◆ **DATA EXCERPTS**
+-------+
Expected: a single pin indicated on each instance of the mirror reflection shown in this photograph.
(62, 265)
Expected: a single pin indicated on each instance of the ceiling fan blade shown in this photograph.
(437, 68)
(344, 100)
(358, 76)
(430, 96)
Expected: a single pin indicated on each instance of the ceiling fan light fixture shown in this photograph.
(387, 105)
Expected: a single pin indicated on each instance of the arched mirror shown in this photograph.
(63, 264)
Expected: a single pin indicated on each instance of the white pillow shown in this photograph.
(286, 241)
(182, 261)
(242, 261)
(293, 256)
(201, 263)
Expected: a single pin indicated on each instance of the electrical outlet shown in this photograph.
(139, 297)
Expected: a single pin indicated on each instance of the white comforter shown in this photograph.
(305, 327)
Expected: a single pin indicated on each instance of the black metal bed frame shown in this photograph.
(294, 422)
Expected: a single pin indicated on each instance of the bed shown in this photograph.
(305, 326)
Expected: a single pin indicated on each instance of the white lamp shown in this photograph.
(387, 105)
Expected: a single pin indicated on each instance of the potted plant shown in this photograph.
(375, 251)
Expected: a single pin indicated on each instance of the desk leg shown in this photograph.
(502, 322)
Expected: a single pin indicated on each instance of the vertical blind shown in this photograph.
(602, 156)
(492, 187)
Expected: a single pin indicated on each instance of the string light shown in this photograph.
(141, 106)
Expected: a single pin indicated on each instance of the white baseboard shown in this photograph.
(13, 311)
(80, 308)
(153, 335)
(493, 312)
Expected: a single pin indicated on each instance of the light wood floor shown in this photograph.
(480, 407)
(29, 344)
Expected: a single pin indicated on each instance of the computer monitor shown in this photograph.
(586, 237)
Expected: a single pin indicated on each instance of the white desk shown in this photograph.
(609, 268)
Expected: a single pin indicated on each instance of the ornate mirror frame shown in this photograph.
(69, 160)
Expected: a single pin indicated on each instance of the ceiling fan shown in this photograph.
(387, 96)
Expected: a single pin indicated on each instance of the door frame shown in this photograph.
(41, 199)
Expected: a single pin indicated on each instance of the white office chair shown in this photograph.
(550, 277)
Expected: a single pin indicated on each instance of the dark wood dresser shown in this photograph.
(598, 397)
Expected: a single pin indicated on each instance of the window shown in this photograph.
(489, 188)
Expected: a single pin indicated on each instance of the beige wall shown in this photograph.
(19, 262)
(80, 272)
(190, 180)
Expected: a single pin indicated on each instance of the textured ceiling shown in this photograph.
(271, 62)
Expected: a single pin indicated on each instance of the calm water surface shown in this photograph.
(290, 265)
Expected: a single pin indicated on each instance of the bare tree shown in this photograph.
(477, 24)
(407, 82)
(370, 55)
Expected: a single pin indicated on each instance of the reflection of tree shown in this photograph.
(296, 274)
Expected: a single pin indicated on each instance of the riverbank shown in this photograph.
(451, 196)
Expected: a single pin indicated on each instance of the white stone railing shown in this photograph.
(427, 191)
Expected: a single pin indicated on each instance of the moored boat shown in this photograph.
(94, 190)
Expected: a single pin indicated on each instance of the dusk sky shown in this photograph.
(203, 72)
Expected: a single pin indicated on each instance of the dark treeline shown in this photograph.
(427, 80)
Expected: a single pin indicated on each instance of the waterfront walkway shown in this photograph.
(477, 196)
+-------+
◆ **TASK OBJECTIVE**
Give the data again, exactly as it appears above.

◆ **RESULT OF THE EXERCISE**
Expected: a single pin indicated on each instance of the mirror reflection shown in this photograph.
(62, 265)
Expected: a single pin indicated on each instance of the ceiling fan blade shown in this photograph.
(437, 68)
(344, 100)
(358, 76)
(430, 96)
Expected: a single pin indicated on each instance of the ceiling fan light fixture shown in this photograph.
(387, 105)
Expected: a single pin indicated on each instance of the arched mirror shown in this photograph.
(63, 264)
Expected: a single pin indicated on each instance of the white pillow shown in this photograph.
(286, 241)
(182, 261)
(242, 261)
(293, 256)
(201, 263)
Expected: a single pin indicated on each instance of the electrical outlet shown in this photograph.
(139, 297)
Expected: a single pin indicated on each instance of the white comforter shown in this photograph.
(305, 327)
Expected: a single pin indicated on each instance of the black metal bed frame shown in this photograph.
(294, 422)
Expected: a single pin indicated on each instance of the bed shown in this photograph.
(305, 326)
Expected: a single pin indicated on each instance of the white lamp shown in this photograph.
(387, 105)
Expected: a single pin indicated on each instance of the potted plant shown in this photograph.
(375, 251)
Expected: a single pin indicated on each instance of the desk leg shown in this photograph.
(502, 322)
Expected: a single pin indicated on each instance of the vertical blind shown in this photograph.
(602, 156)
(492, 187)
Expected: a single pin indicated on each instance of the string light shown in this photograph.
(141, 106)
Expected: a single pin indicated on each instance of the white baseboard shown in this photograph.
(13, 311)
(80, 308)
(153, 335)
(493, 312)
Expected: a single pin indicated on each instance of the light wood floor shown in this photograph.
(480, 407)
(29, 344)
Expected: a single pin indicated on each instance of the computer monitor shown in this photograph.
(586, 237)
Expected: a single pin indicated on each instance of the white desk shown in this photograph.
(609, 268)
Expected: a single pin indicated on each instance of the ornate mirror frame shown in this photograph.
(69, 160)
Expected: a single pin indicated on each instance of the ceiling fan shown in this photograph.
(387, 96)
Expected: a single pin indicated on each instance of the door frame shown in this photograph.
(41, 199)
Expected: a single pin indicated on each instance of the white office chair shown in this photograph.
(550, 277)
Expected: a single pin indicated on each instance of the dark wood dresser shown in this photograph.
(598, 397)
Expected: a single pin indicated on each instance of the window shown in this photograph.
(489, 188)
Expected: a single pin indicated on each instance of the beige wall shown in this photograph.
(19, 262)
(80, 272)
(190, 180)
Expected: a single pin indicated on each instance of the textured ceiling shown in this photograph.
(271, 62)
Expected: a single pin indicated on each instance of the calm water surface shown in this photograph.
(290, 265)
Expected: a single pin indicated on each instance of the bare tree shown in this photograph.
(477, 24)
(407, 82)
(370, 55)
Expected: a single pin indicated on each instance of the reflection of tree shown in this photograph.
(296, 274)
Expected: a single pin indicated on each instance of the riverbank shown in this photograph.
(451, 196)
Expected: a single pin indicated on each instance of the white stone railing shown in this photograph.
(427, 191)
Expected: a single pin indicated on each instance of the moored boat shown in this photograph.
(94, 190)
Expected: a single pin indicated on each instance of the dusk sky shown in this photograph.
(203, 72)
Expected: a single pin indicated on each instance of the dark treeline shown in this photograph.
(427, 80)
Expected: a single pin indicated on each instance of the waterfront walkway shown in this photograph.
(477, 196)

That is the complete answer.